== PAGE TEXT

All the comments and stories posted to Hacker News that reference this book.
Genetics is a major driver of intelligence, and more intelligent people tend to earn more money.

Here's a book that covers the basics of what we know about intelligence and its correlation with life outcomes: https://www.amazon.com/Intelligence-That-Matters-Stuart-Ritc...

I want to call out one of the elephants in the room here, one that I'm sure was a major motivator in the development of this article - racial differences in IQ.

Some people take these measured differences as sufficient cause to declare the entire concept of IQ as worthless racist pseudoscience, despite all the evidence to the contrary [1]. But it's also been shown that, for example, the black-white IQ gap is closing in America [2], a process we also observed the Irish go through [3].

If only racists like Richard Lynn did research on race and intelligence, we wouldn't know this. Lynn claims to have investigated this topic and shown that the gap is NOT closing. Discovering the opposite required less biased researchers to engage tenaciously and scientifically with technical issues, questions of measurement, etc., along with the understanding that IQ is a meaningful measurement worth engaging with.

Would we prefer that anti-racists be scared off this research, and have only racists doing it? Wouldn't that feed a narrative that the racists have the truth the Establishment wants to hide?

I don't think this is a simple and straightforward issue. Moralizing a topic like race and IQ and pre-emptively closing it off to inquiry could really be shooting ourselves in the foot. Instead of preventing science from harming marginalized groups, we could be preventing science from protecting marginalized groups.

And I'm not saying the authors of this article are doing that. But I think we all need to grapple with this backfire risk when we go about applying the principles in this article. Which, as I've said elsewhere, are good as far as general principles go.

[1] https://www.amazon.com/Intelligence-That-Matters-Stuart-Ritc...

[2] https://www.brookings.edu/wp-content/uploads/2016/06/2006061...

[3] https://www.motherjones.com/kevin-drum/2019/06/heres-why-the...

It's depressing how conventional it has become for a relatively intelligent population, like the HN audience, to only know about criticisms of IQ and basically nothing about its positive value. But witness the credulous reception for Taleb's slapdash work in these comments, and the hostility to basic technical criticisms of that work.

If you are interested in knowing about the thing itself, and not just criticisms of the thing, I invite you to pick up, for example, Stuart Ritchie's book https://www.amazon.com/Intelligence-That-Matters-Stuart-Ritc...

====
== EXCERPTED RECORDS

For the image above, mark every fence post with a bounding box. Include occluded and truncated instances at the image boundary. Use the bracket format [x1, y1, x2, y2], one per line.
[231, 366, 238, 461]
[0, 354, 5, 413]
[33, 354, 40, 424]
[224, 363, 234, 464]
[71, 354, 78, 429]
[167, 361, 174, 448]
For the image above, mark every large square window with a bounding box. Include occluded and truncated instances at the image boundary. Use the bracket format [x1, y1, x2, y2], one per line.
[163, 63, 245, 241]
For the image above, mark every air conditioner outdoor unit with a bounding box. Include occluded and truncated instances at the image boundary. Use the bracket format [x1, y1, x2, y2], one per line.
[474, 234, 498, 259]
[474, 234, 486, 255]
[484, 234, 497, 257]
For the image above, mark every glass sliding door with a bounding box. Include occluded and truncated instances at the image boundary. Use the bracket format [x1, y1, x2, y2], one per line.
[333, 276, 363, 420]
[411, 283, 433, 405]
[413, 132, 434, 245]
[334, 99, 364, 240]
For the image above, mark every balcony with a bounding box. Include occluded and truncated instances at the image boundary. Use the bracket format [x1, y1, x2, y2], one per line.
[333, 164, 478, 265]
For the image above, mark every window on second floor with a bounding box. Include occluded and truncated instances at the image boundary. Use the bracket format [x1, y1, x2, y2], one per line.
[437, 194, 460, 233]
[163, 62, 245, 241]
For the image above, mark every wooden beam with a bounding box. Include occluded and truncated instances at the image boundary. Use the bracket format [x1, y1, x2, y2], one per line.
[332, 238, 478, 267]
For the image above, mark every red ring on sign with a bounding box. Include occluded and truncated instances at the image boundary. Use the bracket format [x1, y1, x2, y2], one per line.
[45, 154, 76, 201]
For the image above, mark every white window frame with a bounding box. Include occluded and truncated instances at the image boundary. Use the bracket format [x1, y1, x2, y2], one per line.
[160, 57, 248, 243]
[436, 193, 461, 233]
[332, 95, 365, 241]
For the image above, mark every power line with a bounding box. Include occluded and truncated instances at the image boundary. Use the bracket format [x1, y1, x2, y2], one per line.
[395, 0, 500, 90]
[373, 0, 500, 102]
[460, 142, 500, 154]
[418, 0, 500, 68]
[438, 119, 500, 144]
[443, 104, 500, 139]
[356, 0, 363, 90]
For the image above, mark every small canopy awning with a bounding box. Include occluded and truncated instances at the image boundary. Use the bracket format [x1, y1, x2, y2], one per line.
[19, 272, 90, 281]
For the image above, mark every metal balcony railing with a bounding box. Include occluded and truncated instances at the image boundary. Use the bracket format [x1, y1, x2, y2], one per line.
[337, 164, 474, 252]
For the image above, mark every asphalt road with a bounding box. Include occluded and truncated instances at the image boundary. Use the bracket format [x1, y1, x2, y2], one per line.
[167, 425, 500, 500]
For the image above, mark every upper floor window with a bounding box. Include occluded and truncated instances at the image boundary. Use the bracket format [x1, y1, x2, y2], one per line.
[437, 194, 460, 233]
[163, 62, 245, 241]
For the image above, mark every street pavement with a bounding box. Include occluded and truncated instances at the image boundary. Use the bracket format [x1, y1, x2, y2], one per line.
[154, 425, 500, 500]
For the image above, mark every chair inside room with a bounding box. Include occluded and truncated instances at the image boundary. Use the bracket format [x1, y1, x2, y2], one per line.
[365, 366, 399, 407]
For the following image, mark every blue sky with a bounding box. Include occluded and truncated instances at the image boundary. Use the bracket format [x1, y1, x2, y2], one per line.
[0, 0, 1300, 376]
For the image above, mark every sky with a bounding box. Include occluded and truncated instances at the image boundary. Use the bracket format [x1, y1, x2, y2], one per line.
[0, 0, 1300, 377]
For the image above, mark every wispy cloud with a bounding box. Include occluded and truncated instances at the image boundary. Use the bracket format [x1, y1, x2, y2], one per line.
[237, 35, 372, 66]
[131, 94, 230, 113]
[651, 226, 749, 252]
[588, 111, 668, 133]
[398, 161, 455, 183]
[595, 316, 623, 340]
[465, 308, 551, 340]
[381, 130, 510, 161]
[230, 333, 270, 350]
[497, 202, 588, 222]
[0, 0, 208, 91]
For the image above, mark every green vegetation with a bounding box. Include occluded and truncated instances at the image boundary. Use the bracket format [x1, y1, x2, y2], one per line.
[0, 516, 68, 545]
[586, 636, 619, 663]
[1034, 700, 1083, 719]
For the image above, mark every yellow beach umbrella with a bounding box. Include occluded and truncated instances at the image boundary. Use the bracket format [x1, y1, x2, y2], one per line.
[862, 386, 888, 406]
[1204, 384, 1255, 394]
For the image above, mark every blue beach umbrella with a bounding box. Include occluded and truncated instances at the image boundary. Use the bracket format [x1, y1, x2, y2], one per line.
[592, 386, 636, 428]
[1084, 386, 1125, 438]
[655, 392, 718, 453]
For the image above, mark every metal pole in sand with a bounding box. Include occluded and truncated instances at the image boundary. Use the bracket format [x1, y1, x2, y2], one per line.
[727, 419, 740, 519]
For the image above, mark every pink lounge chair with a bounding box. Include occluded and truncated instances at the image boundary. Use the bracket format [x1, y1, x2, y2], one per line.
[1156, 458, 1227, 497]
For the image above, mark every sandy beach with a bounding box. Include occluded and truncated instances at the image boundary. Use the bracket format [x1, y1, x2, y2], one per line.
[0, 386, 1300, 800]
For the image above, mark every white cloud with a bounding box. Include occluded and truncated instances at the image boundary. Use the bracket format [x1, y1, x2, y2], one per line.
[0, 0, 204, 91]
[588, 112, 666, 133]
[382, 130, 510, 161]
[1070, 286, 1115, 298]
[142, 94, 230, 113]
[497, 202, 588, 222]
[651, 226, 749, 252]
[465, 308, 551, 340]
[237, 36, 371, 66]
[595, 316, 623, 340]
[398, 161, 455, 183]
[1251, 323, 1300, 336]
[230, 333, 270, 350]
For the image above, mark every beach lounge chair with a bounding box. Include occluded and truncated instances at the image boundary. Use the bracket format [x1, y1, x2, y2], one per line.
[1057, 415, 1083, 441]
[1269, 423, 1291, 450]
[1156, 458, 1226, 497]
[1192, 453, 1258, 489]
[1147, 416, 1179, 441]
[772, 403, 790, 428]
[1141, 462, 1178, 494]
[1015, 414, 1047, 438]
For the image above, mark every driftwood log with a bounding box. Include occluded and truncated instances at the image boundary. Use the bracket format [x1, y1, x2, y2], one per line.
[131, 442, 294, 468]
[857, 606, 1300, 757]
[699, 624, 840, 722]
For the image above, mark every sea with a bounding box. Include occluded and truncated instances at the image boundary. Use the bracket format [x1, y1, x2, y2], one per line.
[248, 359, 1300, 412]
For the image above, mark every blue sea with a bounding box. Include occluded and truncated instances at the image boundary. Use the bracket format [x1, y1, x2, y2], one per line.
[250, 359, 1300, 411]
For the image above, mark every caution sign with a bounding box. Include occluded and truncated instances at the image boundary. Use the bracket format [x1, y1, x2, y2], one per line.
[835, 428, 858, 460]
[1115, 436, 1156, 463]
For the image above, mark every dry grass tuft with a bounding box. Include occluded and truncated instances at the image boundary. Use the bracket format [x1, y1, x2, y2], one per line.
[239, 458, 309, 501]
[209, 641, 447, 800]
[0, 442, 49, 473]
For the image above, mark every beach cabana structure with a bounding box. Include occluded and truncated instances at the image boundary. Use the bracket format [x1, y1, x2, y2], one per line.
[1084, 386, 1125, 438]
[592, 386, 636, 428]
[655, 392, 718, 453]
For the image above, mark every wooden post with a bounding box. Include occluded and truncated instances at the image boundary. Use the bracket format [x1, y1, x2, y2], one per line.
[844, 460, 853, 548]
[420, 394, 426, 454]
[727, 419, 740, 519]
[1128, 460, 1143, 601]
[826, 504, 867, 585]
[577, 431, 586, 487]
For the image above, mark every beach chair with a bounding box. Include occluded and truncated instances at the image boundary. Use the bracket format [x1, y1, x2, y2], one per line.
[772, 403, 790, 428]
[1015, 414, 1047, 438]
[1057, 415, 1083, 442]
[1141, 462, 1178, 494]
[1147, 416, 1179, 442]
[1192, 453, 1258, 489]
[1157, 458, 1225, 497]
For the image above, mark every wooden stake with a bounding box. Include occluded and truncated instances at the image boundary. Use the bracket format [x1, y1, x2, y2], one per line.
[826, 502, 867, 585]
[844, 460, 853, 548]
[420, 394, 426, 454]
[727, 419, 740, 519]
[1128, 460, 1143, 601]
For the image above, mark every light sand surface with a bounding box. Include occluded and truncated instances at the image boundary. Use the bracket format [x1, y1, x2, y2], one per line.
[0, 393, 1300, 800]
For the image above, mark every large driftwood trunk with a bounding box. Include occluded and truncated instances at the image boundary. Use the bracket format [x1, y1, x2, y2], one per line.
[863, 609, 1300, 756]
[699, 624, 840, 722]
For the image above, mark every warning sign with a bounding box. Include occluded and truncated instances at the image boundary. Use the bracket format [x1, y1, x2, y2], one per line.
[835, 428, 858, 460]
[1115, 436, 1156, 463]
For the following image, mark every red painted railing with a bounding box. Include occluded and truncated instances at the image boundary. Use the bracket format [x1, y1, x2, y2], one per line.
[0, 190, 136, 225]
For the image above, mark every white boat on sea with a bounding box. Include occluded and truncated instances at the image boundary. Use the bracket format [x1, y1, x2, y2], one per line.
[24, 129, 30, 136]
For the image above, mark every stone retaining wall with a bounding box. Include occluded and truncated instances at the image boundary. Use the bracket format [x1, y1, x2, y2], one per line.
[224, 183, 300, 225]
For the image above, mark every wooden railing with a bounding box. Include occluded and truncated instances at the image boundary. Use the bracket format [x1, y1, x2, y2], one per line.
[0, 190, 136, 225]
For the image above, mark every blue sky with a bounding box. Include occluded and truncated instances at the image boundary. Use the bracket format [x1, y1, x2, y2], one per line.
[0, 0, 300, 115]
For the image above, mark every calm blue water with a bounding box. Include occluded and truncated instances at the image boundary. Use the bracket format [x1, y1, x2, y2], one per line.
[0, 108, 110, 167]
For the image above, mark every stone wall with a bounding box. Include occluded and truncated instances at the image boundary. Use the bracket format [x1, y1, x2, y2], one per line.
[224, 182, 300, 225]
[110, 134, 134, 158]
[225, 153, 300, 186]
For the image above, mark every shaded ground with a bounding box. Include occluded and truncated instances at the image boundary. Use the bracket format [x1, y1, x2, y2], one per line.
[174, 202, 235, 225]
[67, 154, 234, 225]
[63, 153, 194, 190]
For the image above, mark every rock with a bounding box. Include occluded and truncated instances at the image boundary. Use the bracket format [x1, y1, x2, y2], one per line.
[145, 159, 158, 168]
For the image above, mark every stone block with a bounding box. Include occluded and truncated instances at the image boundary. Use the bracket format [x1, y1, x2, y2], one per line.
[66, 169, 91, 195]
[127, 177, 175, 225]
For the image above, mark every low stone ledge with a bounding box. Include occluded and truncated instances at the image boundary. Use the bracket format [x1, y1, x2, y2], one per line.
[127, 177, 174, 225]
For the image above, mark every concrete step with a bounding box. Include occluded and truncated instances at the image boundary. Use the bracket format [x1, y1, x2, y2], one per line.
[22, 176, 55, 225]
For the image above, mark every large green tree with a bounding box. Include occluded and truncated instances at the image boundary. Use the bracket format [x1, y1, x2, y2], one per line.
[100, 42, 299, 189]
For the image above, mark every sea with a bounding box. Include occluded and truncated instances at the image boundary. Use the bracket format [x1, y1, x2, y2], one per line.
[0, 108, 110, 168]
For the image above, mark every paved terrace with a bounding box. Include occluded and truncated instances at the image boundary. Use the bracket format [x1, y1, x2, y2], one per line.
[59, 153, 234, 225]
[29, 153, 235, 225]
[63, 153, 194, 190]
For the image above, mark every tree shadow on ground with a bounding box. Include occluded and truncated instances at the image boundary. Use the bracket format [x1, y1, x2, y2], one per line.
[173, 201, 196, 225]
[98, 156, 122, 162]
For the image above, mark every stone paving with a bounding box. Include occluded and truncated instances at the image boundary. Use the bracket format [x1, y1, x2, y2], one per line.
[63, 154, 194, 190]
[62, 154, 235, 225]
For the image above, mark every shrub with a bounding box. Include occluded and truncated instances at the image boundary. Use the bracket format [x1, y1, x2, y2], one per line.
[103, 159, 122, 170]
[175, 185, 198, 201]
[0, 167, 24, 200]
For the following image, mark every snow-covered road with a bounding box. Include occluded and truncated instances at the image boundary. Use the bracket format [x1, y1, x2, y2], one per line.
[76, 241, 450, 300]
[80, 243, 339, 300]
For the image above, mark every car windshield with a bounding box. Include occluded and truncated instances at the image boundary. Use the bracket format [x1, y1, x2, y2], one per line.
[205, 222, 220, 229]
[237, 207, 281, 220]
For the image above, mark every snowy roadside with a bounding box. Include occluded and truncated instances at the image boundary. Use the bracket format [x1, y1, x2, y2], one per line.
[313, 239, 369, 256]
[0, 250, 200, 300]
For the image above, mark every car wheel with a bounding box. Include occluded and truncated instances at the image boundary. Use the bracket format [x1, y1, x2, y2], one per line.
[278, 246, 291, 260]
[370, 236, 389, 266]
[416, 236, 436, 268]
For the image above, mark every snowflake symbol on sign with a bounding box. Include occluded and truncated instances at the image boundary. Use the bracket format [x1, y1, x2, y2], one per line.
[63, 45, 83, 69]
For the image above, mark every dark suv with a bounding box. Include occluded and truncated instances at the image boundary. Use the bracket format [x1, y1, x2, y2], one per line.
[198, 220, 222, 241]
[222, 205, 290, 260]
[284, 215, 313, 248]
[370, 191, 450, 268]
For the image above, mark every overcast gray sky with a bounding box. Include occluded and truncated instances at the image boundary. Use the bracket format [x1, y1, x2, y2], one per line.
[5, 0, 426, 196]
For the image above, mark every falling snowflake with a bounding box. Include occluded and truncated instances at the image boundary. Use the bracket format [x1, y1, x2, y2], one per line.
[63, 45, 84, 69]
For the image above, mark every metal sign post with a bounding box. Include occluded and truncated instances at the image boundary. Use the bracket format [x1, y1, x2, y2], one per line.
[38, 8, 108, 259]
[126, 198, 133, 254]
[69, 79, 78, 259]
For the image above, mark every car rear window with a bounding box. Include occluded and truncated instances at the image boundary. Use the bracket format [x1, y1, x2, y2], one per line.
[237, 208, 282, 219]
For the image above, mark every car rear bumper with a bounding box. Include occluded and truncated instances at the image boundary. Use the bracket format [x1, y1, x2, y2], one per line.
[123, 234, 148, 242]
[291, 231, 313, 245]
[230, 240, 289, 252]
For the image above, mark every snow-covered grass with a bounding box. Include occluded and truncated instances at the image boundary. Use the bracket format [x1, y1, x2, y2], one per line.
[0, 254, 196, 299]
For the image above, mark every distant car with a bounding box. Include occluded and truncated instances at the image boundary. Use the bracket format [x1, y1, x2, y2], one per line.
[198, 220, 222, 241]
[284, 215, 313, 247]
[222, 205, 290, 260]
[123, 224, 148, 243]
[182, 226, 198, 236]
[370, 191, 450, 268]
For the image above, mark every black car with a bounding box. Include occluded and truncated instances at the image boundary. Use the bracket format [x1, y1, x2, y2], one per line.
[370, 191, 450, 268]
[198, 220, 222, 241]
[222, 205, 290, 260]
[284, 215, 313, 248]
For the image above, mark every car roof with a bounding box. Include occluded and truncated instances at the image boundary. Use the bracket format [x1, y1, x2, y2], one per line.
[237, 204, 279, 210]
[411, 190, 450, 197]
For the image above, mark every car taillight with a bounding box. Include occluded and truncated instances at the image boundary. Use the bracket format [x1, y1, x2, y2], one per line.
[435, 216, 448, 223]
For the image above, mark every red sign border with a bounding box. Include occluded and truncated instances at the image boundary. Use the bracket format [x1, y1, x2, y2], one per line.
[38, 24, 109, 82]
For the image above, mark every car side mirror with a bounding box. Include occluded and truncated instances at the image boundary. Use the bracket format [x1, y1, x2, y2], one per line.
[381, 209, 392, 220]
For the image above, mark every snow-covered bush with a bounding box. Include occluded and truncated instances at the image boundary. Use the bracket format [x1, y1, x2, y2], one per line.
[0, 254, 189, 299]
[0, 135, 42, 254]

====

REQUIRED WORK |
1. Please sum up the Hacker News comments in two sentences.
2. Repeat a part of the Hacker News comments word for word, beginning at "And I'm not" and stopping after "general principles go.".
None of the material is needed here.

TASK SOLUTIONS |
1. The Hacker News comments that reference this book hold that genetics is a major driver of intelligence and that more intelligent people tend to earn more, and they point to Stuart Ritchie's book for the basics of intelligence and its link to life outcomes. One commenter notes that the black-white IQ gap is closing in America and warns that closing off race and IQ research to inquiry could keep science from protecting marginalized groups.

2.
And I'm not saying the authors of this article are doing that. But I think we all need to grapple with this backfire risk when we go about applying the principles in this article. Which, as I've said elsewhere, are good as far as general principles go.